**What you have to do**
The answer is to be all of the data below, reproduced exactly.
== Provided records ==
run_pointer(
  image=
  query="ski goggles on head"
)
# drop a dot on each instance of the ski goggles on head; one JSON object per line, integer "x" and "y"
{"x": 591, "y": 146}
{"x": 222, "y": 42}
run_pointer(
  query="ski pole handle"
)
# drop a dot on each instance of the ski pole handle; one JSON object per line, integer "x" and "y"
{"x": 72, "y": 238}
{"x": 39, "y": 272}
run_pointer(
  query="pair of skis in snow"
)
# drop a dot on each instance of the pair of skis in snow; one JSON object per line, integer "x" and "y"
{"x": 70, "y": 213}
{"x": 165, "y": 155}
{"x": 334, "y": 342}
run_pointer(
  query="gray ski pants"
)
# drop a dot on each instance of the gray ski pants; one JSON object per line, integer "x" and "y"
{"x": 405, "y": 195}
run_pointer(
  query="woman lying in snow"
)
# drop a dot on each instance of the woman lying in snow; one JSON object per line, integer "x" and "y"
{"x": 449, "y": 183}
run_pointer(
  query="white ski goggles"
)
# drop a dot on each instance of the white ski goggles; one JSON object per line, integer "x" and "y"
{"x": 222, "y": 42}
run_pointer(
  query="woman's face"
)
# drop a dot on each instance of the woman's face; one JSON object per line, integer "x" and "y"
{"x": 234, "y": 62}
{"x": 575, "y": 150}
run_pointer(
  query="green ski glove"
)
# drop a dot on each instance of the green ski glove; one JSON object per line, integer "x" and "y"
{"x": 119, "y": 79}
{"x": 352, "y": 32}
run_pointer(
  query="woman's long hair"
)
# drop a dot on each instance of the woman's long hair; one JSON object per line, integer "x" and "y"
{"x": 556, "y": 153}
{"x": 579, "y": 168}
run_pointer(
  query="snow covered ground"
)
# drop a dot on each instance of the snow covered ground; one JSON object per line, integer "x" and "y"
===
**Response to this exercise**
run_pointer(
  image=
  query="ski goggles on head"
)
# drop a dot on each instance of the ski goggles on head; one JSON object per line, integer "x" and "y"
{"x": 591, "y": 146}
{"x": 222, "y": 42}
run_pointer(
  query="ski pole handle"
)
# drop a dot on each instance of the ski pole handle; one JSON object per line, integer "x" and "y"
{"x": 72, "y": 238}
{"x": 39, "y": 272}
run_pointer(
  query="pair of skis in snow"
)
# drop a dot on each instance of the pair of skis in snow; one JSON object per line, integer "x" and "y"
{"x": 70, "y": 213}
{"x": 165, "y": 155}
{"x": 334, "y": 342}
run_pointer(
  query="gray ski pants"
)
# drop a dot on each instance of the gray ski pants; one JSON object per line, integer "x" and "y"
{"x": 405, "y": 195}
run_pointer(
  query="woman lying in snow"
)
# drop a dot on each instance of the woman lying in snow; one JSON object per line, integer "x" and "y"
{"x": 449, "y": 183}
run_pointer(
  query="white ski goggles"
)
# drop a dot on each instance of the white ski goggles; one JSON object per line, integer "x" and "y"
{"x": 222, "y": 42}
run_pointer(
  query="woman's face"
)
# drop a dot on each instance of the woman's face; one JSON object per line, integer "x" and "y"
{"x": 234, "y": 62}
{"x": 575, "y": 150}
run_pointer(
  query="green ski glove"
)
# drop a dot on each instance of the green ski glove; one JSON object per line, integer "x" and "y"
{"x": 119, "y": 79}
{"x": 352, "y": 32}
run_pointer(
  query="woman's long hair"
)
# drop a dot on each instance of the woman's long hair; one JSON object per line, integer "x" and "y"
{"x": 556, "y": 153}
{"x": 579, "y": 168}
run_pointer(
  query="snow covered ground"
)
# drop a dot on each instance of the snow covered ground; one JSON object per line, integer "x" and "y"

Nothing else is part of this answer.